▶ _本文_:
>>>>>
アート思考によるコンセプトメイキングは、再生プロジェクトの初期段階で、その拠点が持つべき「魂」を定める作業と言えます。これによって、その後のデザイン思考による具体的な計画や運営方針に一貫性と強い動機づけが生まれます。
デザイン思考による「再生」の実践プロセス
アート思考で方向性が定まったら、次はデザイン思考を活用して、そのコンセプトを具体的な形に落とし込み、地域に実装していきます。デザイン思考は、ユーザー(地域住民、来訪者、利用者など)を中心に据え、共感、定義、アイデア発想、プロトタイピング、テストという段階を経て課題解決を目指す手法です。
- 共感(Empathize): まず、拠点の潜在的な利用者や周辺住民のニーズ、悩み、願望を深く理解することから始めます。インタビュー、観察、ワークショップなどを通じて、彼らがどのような「居場所」を求めているのか、既存の課題は何かを徹底的にリサーチします。空き家になる前の建物の使われ方や、地域が抱える社会的な背景なども重要な情報源となります。
- 定義(Define): 共感フェーズで得られた情報をもとに、解決すべき根本的な課題を明確に定義します。「誰(ユーザー)は、何(ニーズや課題)に困っており、それはなぜ(原因)か」という形で課題を再定義することで、その後のアイデア発想の焦点が定まります。
- アイデア発想(Ideate): 定義された課題に対し、アート思考で生まれたコンセプトを道しるべとして、多様なアイデアを自由かつ多角的に生み出します。ブレーンストーミング、KJ法、ワールドカフェなど、様々な手法を用いて、実現可能性にとらわれず、質より量を重視して発想します。改修の方法、提供するサービス、運営体制、資金調達方法など、幅広い側面からアイデアを出します。
- プロトタイピング(Prototype): 出されたアイデアの中から有望なものを絞り込み、低コストかつ短期間で試せる形に具体化します。これは実際の改修工事の前に、模型、図面、VR、模擬イベント、ウェブサイトのモックアップなど、様々な形式で行えます。例えば、イベントスペースであれば一度地域の公民館で模擬的なイベントを開催してみる、カフェであればテストキッチンでメニューを試作するなどです。
- テスト(Test): 作成したプロトタイプを実際のユーザーに使ってもらい、フィードバックを得ます。そこで明らかになった課題や改善点を踏まえ、再び定義やアイデア発想のフェーズに戻り、プロトタイプを改良します。この反復プロセスを繰り返すことで、利用者のニーズに合った、より実現性の高い再生計画を練り上げることができます。
<<<<<
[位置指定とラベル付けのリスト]
>>>>>
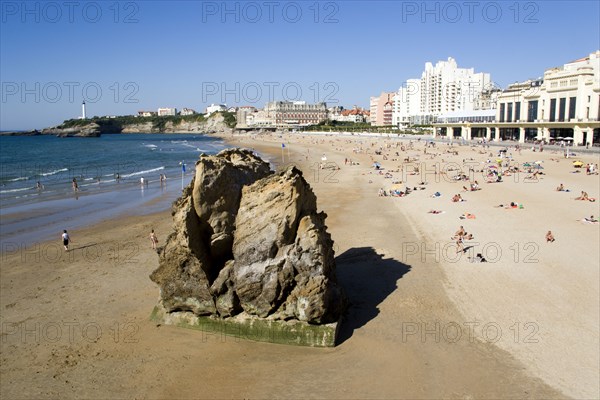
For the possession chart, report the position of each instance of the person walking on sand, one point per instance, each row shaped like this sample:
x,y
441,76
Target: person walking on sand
x,y
153,239
66,240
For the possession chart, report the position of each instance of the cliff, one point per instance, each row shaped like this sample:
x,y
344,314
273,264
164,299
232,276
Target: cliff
x,y
249,245
216,123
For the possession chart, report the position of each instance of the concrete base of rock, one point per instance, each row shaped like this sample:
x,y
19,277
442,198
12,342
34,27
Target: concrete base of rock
x,y
248,327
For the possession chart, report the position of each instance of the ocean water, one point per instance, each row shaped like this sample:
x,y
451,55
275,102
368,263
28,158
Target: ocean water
x,y
107,170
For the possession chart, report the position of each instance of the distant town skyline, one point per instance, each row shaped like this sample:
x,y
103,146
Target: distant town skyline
x,y
129,56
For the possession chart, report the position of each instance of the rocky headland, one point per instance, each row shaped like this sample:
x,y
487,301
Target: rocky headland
x,y
216,123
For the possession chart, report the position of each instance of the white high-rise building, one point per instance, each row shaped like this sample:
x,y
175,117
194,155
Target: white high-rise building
x,y
447,88
407,102
442,89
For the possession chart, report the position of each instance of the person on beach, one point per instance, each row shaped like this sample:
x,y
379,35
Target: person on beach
x,y
153,239
584,196
66,239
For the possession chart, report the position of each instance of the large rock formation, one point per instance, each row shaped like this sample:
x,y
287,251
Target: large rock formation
x,y
249,241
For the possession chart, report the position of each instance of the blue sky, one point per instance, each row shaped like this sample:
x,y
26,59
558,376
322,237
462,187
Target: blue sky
x,y
134,55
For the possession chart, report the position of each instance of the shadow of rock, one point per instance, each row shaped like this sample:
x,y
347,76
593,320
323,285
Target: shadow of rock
x,y
368,278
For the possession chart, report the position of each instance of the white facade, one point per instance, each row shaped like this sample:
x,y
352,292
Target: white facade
x,y
570,93
442,89
373,105
446,88
187,111
407,102
166,111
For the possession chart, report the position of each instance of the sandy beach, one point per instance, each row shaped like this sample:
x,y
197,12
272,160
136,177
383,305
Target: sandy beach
x,y
424,321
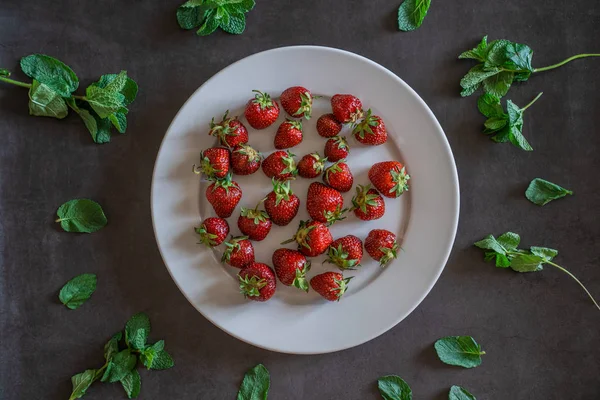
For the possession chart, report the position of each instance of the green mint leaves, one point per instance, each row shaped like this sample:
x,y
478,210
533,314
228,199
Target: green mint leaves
x,y
505,253
81,215
542,192
255,385
78,290
393,387
120,365
503,126
51,95
411,14
208,15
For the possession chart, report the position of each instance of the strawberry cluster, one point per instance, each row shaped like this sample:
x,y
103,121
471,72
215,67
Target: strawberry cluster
x,y
324,202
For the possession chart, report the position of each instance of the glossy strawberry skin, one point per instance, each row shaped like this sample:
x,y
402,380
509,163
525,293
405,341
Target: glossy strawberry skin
x,y
261,112
264,274
289,134
330,285
346,108
245,160
336,148
328,126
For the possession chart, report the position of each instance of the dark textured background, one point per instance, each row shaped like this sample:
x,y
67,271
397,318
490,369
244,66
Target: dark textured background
x,y
540,332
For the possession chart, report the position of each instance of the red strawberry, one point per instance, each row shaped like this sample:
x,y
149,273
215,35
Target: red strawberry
x,y
311,165
324,204
254,223
345,252
291,268
338,176
281,204
336,148
261,112
368,203
371,130
297,101
257,282
214,162
230,131
239,252
390,178
280,165
213,231
289,134
346,108
382,246
245,160
330,285
313,238
328,126
223,195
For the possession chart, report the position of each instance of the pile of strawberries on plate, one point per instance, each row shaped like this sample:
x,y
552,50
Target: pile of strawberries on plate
x,y
324,201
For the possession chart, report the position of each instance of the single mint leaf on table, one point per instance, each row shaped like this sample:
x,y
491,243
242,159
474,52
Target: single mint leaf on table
x,y
51,72
81,215
460,393
78,290
462,351
542,192
255,385
393,387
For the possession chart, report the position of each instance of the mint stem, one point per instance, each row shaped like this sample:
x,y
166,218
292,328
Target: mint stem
x,y
560,64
<<<<<
▶ _課題 A_: 本文では、デザイン思考はどんな段階を経て課題解決を目指すとされていますか?
▶ _課題 B_: リストのうち、"of the sandy" を含む行から始まり、リストの最後の行で終わる部分を、両端の行も含めて一字一句そのまま書き写してください。画像は答えから外してください。

▶ _解答例 A_: 共感、定義、アイデア発想、プロトタイピング、テストという段階を経て課題解決を目指します。

▶ _解答例 B_:
For the possession chart, report the position of each instance of the sandy beach, one point per instance, each row shaped like this sample:
x,y
197,12
272,160
136,177
383,305
Target: sandy beach
x,y
424,321
For the possession chart, report the position of each instance of the green mint leaves, one point per instance, each row shaped like this sample:
x,y
478,210
533,314
228,199
Target: green mint leaves
x,y
505,253
81,215
542,192
255,385
78,290
393,387
120,365
503,126
51,95
411,14
208,15
For the possession chart, report the position of each instance of the strawberry cluster, one point per instance, each row shaped like this sample:
x,y
103,121
471,72
215,67
Target: strawberry cluster
x,y
324,202
For the possession chart, report the position of each instance of the glossy strawberry skin, one point per instance, each row shaped like this sample:
x,y
402,380
509,163
525,293
405,341
Target: glossy strawberry skin
x,y
261,112
264,274
289,134
330,285
346,108
245,160
336,148
328,126
For the possession chart, report the position of each instance of the dark textured background, one point per instance, each row shaped like this sample:
x,y
67,271
397,318
490,369
244,66
Target: dark textured background
x,y
540,332
For the possession chart, report the position of each instance of the red strawberry, one point per instance, each row shaped like this sample:
x,y
149,273
215,35
Target: red strawberry
x,y
311,165
324,204
254,223
345,252
291,268
338,176
281,204
336,148
261,112
368,203
371,130
297,101
257,282
214,162
230,131
239,252
390,178
280,165
213,231
289,134
346,108
382,246
245,160
330,285
313,238
328,126
223,195
For the possession chart, report the position of each instance of the pile of strawberries on plate, one point per instance, each row shaped like this sample:
x,y
552,50
Target: pile of strawberries on plate
x,y
324,201
For the possession chart, report the position of each instance of the single mint leaf on table, one point per instance, each row shaped like this sample:
x,y
491,243
242,159
474,52
Target: single mint leaf on table
x,y
51,72
81,215
460,393
78,290
462,351
542,192
255,385
393,387
For the possession chart, report the position of each instance of the mint stem, one point per instance, each row shaped like this sample:
x,y
166,218
292,328
Target: mint stem
x,y
560,64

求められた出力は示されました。